Exercise inputs Block Start

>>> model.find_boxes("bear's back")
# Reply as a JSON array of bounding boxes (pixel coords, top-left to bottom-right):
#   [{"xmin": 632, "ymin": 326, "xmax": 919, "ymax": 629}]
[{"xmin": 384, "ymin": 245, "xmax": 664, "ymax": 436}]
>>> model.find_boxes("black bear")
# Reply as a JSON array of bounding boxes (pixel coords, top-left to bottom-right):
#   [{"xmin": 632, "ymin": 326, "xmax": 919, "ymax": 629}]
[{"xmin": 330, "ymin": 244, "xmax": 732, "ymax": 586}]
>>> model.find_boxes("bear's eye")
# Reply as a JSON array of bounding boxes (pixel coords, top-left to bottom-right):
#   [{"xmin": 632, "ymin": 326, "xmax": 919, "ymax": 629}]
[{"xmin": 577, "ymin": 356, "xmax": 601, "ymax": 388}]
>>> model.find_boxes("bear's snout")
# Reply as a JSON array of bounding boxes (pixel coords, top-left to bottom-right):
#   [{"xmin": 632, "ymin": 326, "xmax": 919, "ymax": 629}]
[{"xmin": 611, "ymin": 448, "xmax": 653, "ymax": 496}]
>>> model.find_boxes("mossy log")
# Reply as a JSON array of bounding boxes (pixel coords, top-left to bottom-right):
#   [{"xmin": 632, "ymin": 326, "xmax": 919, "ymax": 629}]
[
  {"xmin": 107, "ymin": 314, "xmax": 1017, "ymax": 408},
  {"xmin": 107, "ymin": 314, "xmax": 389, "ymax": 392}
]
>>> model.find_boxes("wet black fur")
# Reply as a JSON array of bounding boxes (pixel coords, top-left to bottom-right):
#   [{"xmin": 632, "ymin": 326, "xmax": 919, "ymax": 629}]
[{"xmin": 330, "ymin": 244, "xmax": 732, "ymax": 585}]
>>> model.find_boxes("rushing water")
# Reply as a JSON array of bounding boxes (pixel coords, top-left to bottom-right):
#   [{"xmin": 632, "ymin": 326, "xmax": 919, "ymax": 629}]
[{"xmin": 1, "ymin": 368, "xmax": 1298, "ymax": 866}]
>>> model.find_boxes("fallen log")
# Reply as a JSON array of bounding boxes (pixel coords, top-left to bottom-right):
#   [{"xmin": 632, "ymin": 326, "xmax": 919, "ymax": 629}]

Exercise inputs Block End

* Exercise:
Going through the records above line by line, tally those with the word "black" and answer with the number only.

* Output below:
2